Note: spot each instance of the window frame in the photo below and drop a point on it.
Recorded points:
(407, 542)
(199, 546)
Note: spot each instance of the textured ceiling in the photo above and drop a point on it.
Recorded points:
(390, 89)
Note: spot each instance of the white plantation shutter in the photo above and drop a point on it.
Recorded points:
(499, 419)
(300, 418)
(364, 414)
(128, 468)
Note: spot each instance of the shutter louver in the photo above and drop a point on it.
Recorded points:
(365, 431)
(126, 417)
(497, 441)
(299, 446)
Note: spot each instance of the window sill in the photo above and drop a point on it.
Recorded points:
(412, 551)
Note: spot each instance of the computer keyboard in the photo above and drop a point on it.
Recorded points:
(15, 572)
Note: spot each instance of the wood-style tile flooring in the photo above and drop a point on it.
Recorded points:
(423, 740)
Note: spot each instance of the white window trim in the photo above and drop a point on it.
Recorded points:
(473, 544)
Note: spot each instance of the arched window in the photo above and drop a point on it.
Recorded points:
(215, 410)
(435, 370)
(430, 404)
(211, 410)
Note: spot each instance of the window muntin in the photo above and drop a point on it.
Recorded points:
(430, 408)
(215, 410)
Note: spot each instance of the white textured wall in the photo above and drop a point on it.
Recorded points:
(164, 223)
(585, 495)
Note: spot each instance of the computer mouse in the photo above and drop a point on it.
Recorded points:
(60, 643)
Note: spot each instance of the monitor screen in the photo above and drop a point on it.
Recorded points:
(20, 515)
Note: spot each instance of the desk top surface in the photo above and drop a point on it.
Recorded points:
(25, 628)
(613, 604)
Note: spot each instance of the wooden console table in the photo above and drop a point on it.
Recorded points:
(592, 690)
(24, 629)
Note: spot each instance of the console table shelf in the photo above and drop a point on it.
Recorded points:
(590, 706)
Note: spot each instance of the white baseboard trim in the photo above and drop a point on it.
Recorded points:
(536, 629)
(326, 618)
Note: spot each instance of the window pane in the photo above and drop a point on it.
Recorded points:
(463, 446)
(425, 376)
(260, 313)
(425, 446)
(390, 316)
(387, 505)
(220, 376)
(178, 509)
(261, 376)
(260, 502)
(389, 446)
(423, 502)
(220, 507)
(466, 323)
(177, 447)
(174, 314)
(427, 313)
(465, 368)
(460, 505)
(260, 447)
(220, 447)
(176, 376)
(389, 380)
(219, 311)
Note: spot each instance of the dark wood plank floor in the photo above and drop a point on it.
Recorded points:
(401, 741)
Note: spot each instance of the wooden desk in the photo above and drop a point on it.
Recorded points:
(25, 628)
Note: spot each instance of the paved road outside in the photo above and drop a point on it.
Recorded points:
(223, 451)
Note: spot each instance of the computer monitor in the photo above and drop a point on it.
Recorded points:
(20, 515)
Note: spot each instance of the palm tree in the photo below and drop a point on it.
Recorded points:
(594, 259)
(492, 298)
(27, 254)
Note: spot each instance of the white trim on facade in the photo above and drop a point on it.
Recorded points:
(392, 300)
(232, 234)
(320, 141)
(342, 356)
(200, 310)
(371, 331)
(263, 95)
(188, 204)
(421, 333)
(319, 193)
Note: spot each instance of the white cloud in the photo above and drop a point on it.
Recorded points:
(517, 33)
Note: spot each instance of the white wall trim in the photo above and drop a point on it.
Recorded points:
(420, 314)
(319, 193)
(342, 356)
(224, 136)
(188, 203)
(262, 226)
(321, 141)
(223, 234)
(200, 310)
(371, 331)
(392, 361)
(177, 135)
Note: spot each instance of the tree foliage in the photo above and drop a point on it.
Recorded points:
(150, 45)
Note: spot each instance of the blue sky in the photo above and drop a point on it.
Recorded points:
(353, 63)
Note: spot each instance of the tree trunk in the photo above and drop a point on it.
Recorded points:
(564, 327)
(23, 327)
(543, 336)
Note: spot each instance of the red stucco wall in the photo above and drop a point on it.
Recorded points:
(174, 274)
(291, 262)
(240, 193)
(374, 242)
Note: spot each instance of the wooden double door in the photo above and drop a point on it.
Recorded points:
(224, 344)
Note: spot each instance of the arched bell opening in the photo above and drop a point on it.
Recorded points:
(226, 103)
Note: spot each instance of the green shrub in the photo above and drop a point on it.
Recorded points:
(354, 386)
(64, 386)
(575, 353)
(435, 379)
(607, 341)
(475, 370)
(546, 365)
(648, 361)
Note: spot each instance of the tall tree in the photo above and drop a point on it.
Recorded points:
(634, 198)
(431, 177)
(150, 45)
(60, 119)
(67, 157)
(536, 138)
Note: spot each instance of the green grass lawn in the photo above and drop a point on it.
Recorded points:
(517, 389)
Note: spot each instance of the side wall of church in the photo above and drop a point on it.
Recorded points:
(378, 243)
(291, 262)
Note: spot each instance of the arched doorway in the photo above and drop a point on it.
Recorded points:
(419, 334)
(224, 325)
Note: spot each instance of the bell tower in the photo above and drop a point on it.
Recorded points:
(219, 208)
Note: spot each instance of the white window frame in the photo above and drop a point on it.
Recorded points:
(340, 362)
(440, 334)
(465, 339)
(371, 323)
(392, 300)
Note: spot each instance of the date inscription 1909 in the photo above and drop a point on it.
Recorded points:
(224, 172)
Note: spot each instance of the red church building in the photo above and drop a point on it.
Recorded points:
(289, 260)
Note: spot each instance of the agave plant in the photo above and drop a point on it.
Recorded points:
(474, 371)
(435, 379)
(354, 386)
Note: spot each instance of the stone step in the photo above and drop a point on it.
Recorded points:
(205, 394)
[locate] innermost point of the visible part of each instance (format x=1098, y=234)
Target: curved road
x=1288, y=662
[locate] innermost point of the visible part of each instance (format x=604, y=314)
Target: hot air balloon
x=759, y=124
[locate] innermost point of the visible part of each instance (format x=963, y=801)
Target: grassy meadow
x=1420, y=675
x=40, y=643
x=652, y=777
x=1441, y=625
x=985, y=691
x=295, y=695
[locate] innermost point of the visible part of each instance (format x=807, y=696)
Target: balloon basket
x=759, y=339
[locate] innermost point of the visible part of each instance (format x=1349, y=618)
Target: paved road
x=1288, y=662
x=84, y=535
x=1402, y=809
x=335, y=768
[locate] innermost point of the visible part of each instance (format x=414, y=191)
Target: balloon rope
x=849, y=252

══════

What needs to be done: Lines with the word "table" in them should be copied from the preceding records.

Answer to the problem:
Note: spot each instance of the wooden console table in the photo above and drop a point on it.
Note: spot each instance of the console table shelf in the photo above and drop a point on it.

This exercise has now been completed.